Supplied material ▸
★ ★ ★ ★

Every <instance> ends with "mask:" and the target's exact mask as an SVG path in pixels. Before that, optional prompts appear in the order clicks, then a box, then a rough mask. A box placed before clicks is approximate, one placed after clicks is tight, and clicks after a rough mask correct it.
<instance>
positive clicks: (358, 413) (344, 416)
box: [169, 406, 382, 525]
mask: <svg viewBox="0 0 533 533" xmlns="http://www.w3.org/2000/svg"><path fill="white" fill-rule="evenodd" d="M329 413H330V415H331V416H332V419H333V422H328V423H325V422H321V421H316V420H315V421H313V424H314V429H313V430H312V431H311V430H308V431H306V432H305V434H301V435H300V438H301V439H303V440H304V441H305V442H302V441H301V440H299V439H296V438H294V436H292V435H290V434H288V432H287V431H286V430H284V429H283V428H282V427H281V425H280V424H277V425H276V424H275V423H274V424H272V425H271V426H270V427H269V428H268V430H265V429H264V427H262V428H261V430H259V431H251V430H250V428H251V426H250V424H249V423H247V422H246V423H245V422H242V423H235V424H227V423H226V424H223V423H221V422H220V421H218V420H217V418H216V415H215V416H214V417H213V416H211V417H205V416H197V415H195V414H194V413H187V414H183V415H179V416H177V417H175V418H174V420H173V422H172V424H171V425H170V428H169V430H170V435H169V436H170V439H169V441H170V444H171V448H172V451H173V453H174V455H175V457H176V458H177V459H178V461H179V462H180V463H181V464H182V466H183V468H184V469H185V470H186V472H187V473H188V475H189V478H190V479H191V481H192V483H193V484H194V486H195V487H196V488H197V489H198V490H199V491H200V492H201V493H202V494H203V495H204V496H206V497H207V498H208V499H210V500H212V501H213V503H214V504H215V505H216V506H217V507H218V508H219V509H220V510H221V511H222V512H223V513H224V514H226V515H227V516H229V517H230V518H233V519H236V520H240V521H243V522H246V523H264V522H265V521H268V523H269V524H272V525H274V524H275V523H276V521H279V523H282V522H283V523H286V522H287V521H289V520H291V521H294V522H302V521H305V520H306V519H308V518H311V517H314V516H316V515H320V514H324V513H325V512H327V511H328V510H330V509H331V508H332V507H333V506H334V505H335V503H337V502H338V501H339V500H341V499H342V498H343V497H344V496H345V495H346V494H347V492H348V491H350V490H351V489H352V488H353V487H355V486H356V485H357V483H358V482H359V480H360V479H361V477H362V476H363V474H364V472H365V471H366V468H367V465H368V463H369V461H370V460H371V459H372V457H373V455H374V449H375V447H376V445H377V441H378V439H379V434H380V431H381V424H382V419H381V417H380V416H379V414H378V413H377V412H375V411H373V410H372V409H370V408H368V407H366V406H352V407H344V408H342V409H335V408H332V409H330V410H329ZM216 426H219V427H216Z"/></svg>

★ ★ ★ ★

Exercise details ▸ The full listing is to be printed again exactly as it stands.

Output of the task ▸
Every <instance> ends with "mask:" and the target's exact mask as an SVG path in pixels. Before that, optional prompts appear in the order clicks, then a box, then a rough mask. A box placed before clicks is approximate, one placed after clicks is tight, and clicks after a rough mask correct it.
<instance>
positive clicks: (358, 413) (344, 416)
box: [169, 406, 382, 525]
mask: <svg viewBox="0 0 533 533" xmlns="http://www.w3.org/2000/svg"><path fill="white" fill-rule="evenodd" d="M329 413H330V415H331V416H332V419H333V422H328V423H325V422H321V421H316V420H315V421H313V424H314V429H313V430H312V431H311V430H308V431H306V432H305V434H301V435H300V438H301V439H303V440H304V441H305V442H302V441H301V440H299V439H296V438H294V436H292V435H290V434H288V432H287V431H286V430H284V429H283V428H282V427H281V425H280V424H277V425H276V424H275V423H274V424H272V425H271V426H270V427H269V428H268V430H265V429H264V427H262V428H261V430H259V431H251V430H250V428H251V426H250V424H249V423H247V422H246V423H245V422H242V423H235V424H227V423H226V424H223V423H221V422H220V421H218V420H217V418H216V415H215V416H214V417H213V416H211V417H205V416H197V415H195V414H194V413H187V414H183V415H179V416H177V417H175V418H174V420H173V422H172V424H171V425H170V428H169V430H170V435H169V436H170V439H169V441H170V444H171V448H172V451H173V453H174V455H175V457H176V458H177V459H178V461H179V462H180V463H181V464H182V466H183V468H184V469H185V470H186V472H187V473H188V475H189V478H190V479H191V481H192V483H193V484H194V486H195V487H196V488H197V489H198V490H199V491H200V492H201V493H202V494H203V495H204V496H206V497H207V498H208V499H210V500H212V501H213V503H214V504H215V505H216V506H217V507H218V508H219V509H220V510H221V511H222V512H223V513H224V514H226V515H227V516H229V517H230V518H233V519H236V520H240V521H243V522H246V523H264V522H265V521H268V523H269V524H272V525H274V524H275V523H276V521H279V523H282V522H283V523H286V522H287V521H289V520H291V521H294V522H302V521H305V520H306V519H308V518H311V517H314V516H316V515H320V514H324V513H325V512H327V511H328V510H330V509H331V508H332V507H333V506H334V505H335V503H337V502H338V501H339V500H341V499H342V498H343V497H344V496H345V495H346V494H347V492H348V491H350V490H351V489H352V488H353V487H355V486H356V485H357V483H358V482H359V480H360V479H361V477H362V476H363V474H364V472H365V471H366V468H367V465H368V463H369V461H370V460H371V459H372V457H373V455H374V449H375V447H376V445H377V441H378V439H379V434H380V431H381V424H382V419H381V417H380V416H379V414H378V413H377V412H375V411H373V410H372V409H370V408H368V407H366V406H352V407H344V408H342V409H335V408H332V409H330V410H329ZM216 426H219V427H216Z"/></svg>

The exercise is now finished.